::: SUPPLIED DATA

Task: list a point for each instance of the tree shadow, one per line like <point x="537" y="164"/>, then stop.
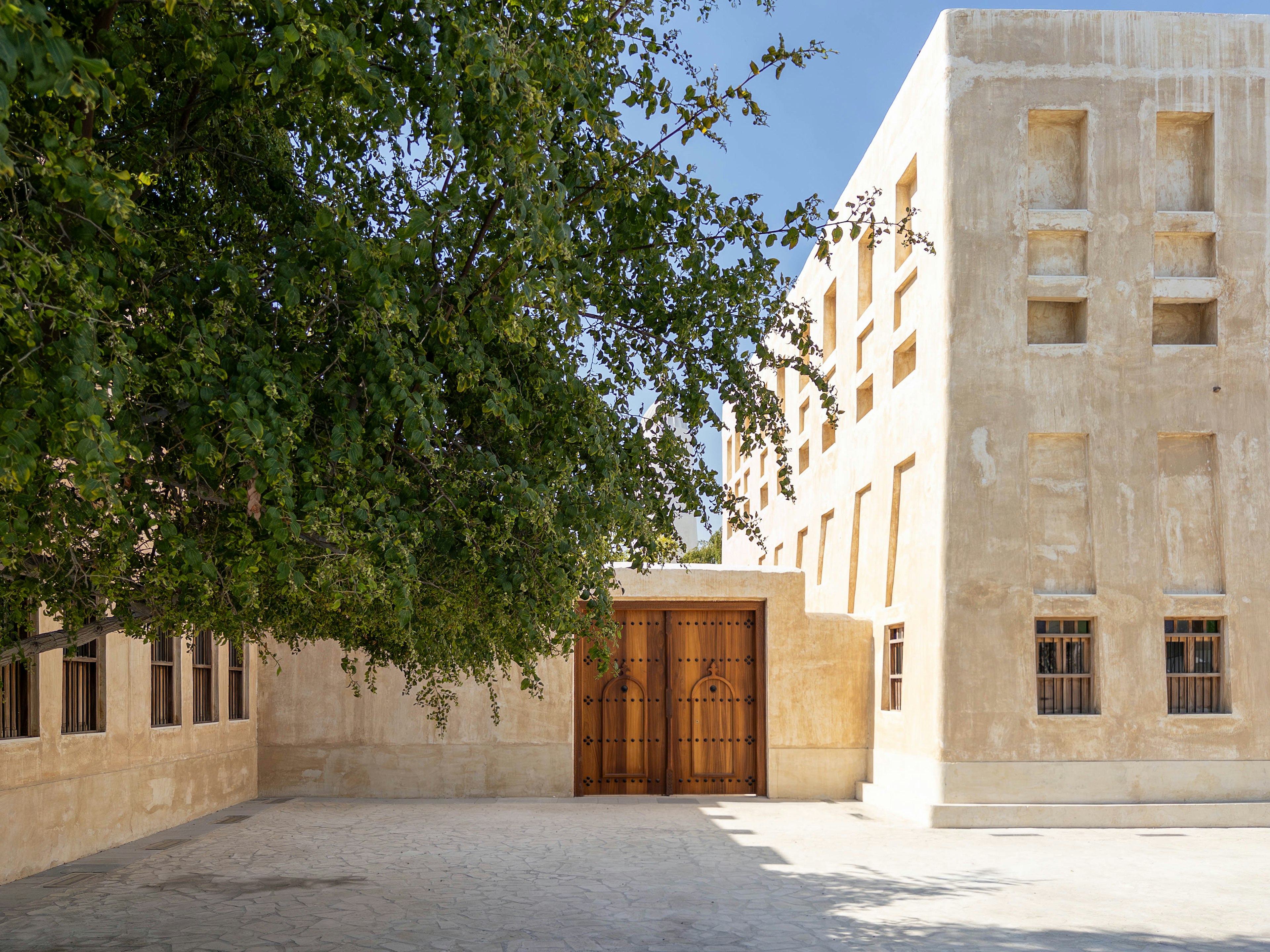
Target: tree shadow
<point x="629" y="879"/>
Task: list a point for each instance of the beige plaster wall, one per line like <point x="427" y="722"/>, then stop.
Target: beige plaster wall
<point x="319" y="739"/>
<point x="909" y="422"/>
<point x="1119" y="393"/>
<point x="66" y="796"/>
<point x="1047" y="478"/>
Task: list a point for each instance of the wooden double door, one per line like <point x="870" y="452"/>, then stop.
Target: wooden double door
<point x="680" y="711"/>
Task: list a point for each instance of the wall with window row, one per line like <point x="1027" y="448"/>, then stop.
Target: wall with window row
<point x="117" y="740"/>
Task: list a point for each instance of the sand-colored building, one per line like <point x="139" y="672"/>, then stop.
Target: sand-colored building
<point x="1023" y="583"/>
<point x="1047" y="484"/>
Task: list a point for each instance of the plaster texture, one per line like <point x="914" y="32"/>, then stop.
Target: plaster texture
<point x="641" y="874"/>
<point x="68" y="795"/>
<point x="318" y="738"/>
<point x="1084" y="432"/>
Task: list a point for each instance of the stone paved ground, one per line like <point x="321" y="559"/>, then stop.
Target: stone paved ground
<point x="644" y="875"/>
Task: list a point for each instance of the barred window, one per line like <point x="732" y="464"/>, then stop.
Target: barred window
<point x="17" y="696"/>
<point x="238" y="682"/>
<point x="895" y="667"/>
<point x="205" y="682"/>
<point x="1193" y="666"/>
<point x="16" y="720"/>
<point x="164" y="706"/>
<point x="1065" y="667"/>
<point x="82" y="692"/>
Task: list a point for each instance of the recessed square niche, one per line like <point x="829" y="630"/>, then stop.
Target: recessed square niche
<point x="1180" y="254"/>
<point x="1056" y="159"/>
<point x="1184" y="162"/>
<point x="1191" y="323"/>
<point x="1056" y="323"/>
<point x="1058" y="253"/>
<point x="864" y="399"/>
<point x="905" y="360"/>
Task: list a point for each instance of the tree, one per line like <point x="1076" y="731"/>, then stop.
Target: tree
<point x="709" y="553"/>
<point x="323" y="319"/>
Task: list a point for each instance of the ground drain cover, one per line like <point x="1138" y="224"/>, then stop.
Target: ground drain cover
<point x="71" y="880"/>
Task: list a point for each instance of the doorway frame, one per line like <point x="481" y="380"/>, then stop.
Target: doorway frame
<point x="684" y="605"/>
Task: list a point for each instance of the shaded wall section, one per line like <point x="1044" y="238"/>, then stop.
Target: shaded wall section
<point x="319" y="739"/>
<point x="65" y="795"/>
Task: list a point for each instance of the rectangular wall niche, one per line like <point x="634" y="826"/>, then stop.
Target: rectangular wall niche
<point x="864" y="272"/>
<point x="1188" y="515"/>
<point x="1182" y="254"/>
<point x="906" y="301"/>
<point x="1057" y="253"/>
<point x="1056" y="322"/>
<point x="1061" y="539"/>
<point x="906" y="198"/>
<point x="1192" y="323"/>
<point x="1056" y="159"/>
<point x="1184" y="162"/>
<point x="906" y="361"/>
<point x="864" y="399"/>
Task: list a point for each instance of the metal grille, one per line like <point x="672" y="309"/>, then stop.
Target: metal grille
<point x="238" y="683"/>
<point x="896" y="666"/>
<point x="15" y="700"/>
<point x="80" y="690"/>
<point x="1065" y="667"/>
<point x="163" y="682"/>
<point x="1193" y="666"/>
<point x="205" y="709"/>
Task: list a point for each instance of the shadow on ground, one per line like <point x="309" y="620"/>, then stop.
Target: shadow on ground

::::::

■ ASSIGNMENT
Write out the entries again, exactly as given, skipping any images.

■ OUTPUT OF THE TASK
Task: list a point for each instance of the tree shadow, one per line like <point x="537" y="164"/>, then stop.
Target: tree shadow
<point x="629" y="879"/>
Task: list a point for each instance of the beige plaster wall, one per line like <point x="427" y="722"/>, then stop.
Target: beige plaster wall
<point x="319" y="739"/>
<point x="909" y="422"/>
<point x="1119" y="393"/>
<point x="66" y="796"/>
<point x="1047" y="478"/>
Task: list a point for each instance of the wooden double door, one per line like <point x="870" y="452"/>, then stop.
Target: wooden double door
<point x="680" y="711"/>
Task: list a point for each instance of the wall with window row, one per line like <point x="1027" y="448"/>, then stop.
Target: wall with window row
<point x="117" y="740"/>
Task: list a point for each instance of the sand-colored building, one per line like <point x="139" y="672"/>, then stop.
Target: sand-colored building
<point x="1023" y="583"/>
<point x="1047" y="484"/>
Task: list a point for each instance of the plaster texture, one per line like <point x="914" y="32"/>, then stop.
Target: plaster texture
<point x="641" y="874"/>
<point x="68" y="795"/>
<point x="318" y="738"/>
<point x="1084" y="432"/>
Task: list a point for each instance of the stone paved ground, one per line like <point x="321" y="559"/>, then stop.
Target: stone paved ground
<point x="644" y="875"/>
Task: list a point for each instance of the barred window, one per line like <point x="732" y="464"/>, then stop.
Target: barred window
<point x="17" y="696"/>
<point x="238" y="682"/>
<point x="895" y="667"/>
<point x="205" y="682"/>
<point x="1193" y="666"/>
<point x="16" y="720"/>
<point x="164" y="706"/>
<point x="1065" y="667"/>
<point x="82" y="692"/>
Task: list a point for each instance of the recessed square niche, one per line like <point x="829" y="630"/>, then stop.
Target: recessed square niche
<point x="1180" y="254"/>
<point x="1056" y="159"/>
<point x="1184" y="162"/>
<point x="1191" y="323"/>
<point x="1056" y="323"/>
<point x="1058" y="253"/>
<point x="864" y="399"/>
<point x="905" y="360"/>
Task: list a point for each instance of the tree, one per line like <point x="1076" y="731"/>, then stop.
Target: tree
<point x="709" y="553"/>
<point x="323" y="319"/>
Task: list a point for each instance of the ground drain cover, one per line like <point x="1138" y="224"/>, then stop.
Target: ground drain cover
<point x="71" y="880"/>
Task: list a point for each instance of the doorway frame, one per line like <point x="481" y="380"/>, then stop.
Target: doorway frame
<point x="684" y="605"/>
Task: list a point for each instance of the shaded wall section, one per line like <point x="1044" y="238"/>, then stop.
Target: shaded wall section
<point x="319" y="739"/>
<point x="65" y="795"/>
Task: list a point for each instance of the rectangular wall niche, one per line like <point x="634" y="826"/>, then stop.
Target: rectangular wall niche
<point x="864" y="272"/>
<point x="1188" y="515"/>
<point x="1182" y="254"/>
<point x="906" y="301"/>
<point x="1057" y="253"/>
<point x="1056" y="322"/>
<point x="1061" y="539"/>
<point x="906" y="198"/>
<point x="1192" y="323"/>
<point x="1056" y="159"/>
<point x="1184" y="162"/>
<point x="906" y="361"/>
<point x="864" y="399"/>
Task: list a point for each instance of the metal grille, one per line like <point x="672" y="309"/>, then stop.
Target: metal grille
<point x="238" y="683"/>
<point x="896" y="666"/>
<point x="15" y="700"/>
<point x="80" y="690"/>
<point x="1065" y="667"/>
<point x="163" y="682"/>
<point x="1193" y="666"/>
<point x="205" y="709"/>
Task: list a point for each instance of the shadow on ground, one per line like <point x="309" y="620"/>, then stop.
Target: shadow on ground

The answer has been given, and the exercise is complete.